YOUR INSTRUCTIONS:
Reproduce the complete set of records, exactly as they appear.

Dataset entries:
§ §
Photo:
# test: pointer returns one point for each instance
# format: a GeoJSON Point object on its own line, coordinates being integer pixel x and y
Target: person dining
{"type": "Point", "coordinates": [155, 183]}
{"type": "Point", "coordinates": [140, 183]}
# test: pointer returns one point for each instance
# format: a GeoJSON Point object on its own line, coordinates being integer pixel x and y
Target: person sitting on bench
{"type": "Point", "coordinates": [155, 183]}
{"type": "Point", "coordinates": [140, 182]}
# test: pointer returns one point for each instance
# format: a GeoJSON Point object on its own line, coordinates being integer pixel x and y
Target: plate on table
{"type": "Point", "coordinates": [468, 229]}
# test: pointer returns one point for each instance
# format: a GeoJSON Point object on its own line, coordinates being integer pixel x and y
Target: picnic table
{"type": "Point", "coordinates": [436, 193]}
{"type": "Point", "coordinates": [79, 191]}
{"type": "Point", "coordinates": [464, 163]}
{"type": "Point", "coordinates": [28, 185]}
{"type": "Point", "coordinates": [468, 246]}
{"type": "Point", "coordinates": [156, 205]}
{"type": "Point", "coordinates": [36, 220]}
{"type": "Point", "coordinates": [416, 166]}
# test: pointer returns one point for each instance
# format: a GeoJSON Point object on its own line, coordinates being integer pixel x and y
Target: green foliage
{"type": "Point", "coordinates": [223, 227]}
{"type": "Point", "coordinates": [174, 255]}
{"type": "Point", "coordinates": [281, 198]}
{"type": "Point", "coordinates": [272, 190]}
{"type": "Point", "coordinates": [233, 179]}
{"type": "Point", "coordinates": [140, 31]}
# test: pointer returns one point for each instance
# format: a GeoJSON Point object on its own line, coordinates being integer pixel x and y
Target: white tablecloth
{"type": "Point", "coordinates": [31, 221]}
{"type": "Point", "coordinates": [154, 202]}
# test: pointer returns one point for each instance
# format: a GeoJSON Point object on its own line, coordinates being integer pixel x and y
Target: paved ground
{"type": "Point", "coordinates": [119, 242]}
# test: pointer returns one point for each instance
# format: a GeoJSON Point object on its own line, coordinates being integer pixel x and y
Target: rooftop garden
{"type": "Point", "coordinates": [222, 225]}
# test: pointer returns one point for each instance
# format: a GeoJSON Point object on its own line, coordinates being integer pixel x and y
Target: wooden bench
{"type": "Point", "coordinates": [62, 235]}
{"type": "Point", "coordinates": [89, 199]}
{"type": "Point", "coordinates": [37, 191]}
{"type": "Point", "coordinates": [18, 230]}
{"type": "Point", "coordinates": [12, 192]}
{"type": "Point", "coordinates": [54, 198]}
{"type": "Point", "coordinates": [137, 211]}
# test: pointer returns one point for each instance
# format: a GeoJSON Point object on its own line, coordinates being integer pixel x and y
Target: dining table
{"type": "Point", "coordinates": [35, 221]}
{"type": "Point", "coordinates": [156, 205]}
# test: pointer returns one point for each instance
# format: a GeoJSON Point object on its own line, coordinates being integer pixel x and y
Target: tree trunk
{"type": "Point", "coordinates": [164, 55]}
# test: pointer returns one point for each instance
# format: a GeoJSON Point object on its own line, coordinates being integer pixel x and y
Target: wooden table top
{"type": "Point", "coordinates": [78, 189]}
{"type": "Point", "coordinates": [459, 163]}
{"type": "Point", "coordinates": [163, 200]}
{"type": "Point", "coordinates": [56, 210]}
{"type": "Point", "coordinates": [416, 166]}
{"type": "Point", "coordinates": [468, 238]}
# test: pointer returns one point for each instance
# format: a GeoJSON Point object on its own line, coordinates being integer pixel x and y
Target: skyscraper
§ §
RESULT FOR THIS TASK:
Photo:
# test: pointer returns one point for each instance
# format: a GeoJSON Point object on its own line, coordinates being integer pixel x and y
Target: person dining
{"type": "Point", "coordinates": [155, 183]}
{"type": "Point", "coordinates": [140, 183]}
# test: pointer returns one point for each instance
# format: a GeoJSON Point object on its own line, coordinates being integer pixel x and y
Target: person sitting on bench
{"type": "Point", "coordinates": [155, 183]}
{"type": "Point", "coordinates": [140, 182]}
# test: pointer returns one point for each instance
# format: a GeoJSON Point object on its own line, coordinates being integer pixel x and y
Target: plate on table
{"type": "Point", "coordinates": [468, 229]}
# test: pointer returns one point for each instance
# format: a GeoJSON Point object on its own line, coordinates being integer pixel x and y
Target: picnic table
{"type": "Point", "coordinates": [436, 193]}
{"type": "Point", "coordinates": [79, 191]}
{"type": "Point", "coordinates": [464, 163]}
{"type": "Point", "coordinates": [28, 185]}
{"type": "Point", "coordinates": [468, 246]}
{"type": "Point", "coordinates": [156, 205]}
{"type": "Point", "coordinates": [36, 220]}
{"type": "Point", "coordinates": [416, 166]}
# test: pointer returns one point for each instance
# format: a GeoJSON Point object on its own line, coordinates being integer pixel x and y
Target: green foliage
{"type": "Point", "coordinates": [223, 227]}
{"type": "Point", "coordinates": [174, 255]}
{"type": "Point", "coordinates": [281, 198]}
{"type": "Point", "coordinates": [272, 190]}
{"type": "Point", "coordinates": [233, 179]}
{"type": "Point", "coordinates": [140, 31]}
# test: pointer returns one point for each instance
# format: a GeoJSON Point object on its own line, coordinates being integer pixel x and y
Target: white tablecloth
{"type": "Point", "coordinates": [31, 221]}
{"type": "Point", "coordinates": [154, 202]}
# test: pointer returns one point for each instance
# format: a GeoJSON Point object on its own line, coordinates being integer pixel x and y
Target: paved ground
{"type": "Point", "coordinates": [119, 242]}
# test: pointer returns one point for each instance
# format: a GeoJSON Point object on its own line, coordinates being integer pixel x and y
Target: rooftop garden
{"type": "Point", "coordinates": [222, 225]}
# test: pointer returns one point for each instance
# format: a GeoJSON Point object on its own line, coordinates being integer pixel x and y
Target: wooden bench
{"type": "Point", "coordinates": [62, 235]}
{"type": "Point", "coordinates": [89, 199]}
{"type": "Point", "coordinates": [37, 191]}
{"type": "Point", "coordinates": [18, 230]}
{"type": "Point", "coordinates": [12, 192]}
{"type": "Point", "coordinates": [54, 198]}
{"type": "Point", "coordinates": [137, 211]}
# test: pointer returns one point for each instance
# format: a GeoJSON Point object on its own line, coordinates being integer pixel x and y
Target: dining table
{"type": "Point", "coordinates": [35, 221]}
{"type": "Point", "coordinates": [156, 205]}
# test: pointer returns one point for each instance
# format: a GeoJSON Point object on its own line, coordinates being integer pixel x and y
Target: tree trunk
{"type": "Point", "coordinates": [164, 55]}
# test: pointer returns one point for each instance
# format: a GeoJSON Point object on its own line, coordinates being integer pixel x and y
Target: wooden table top
{"type": "Point", "coordinates": [78, 189]}
{"type": "Point", "coordinates": [459, 163]}
{"type": "Point", "coordinates": [163, 200]}
{"type": "Point", "coordinates": [56, 210]}
{"type": "Point", "coordinates": [416, 166]}
{"type": "Point", "coordinates": [468, 238]}
# test: pointer returns one point for each instance
# format: a GeoJSON Point object on its own line, coordinates being integer pixel x and y
Target: skyscraper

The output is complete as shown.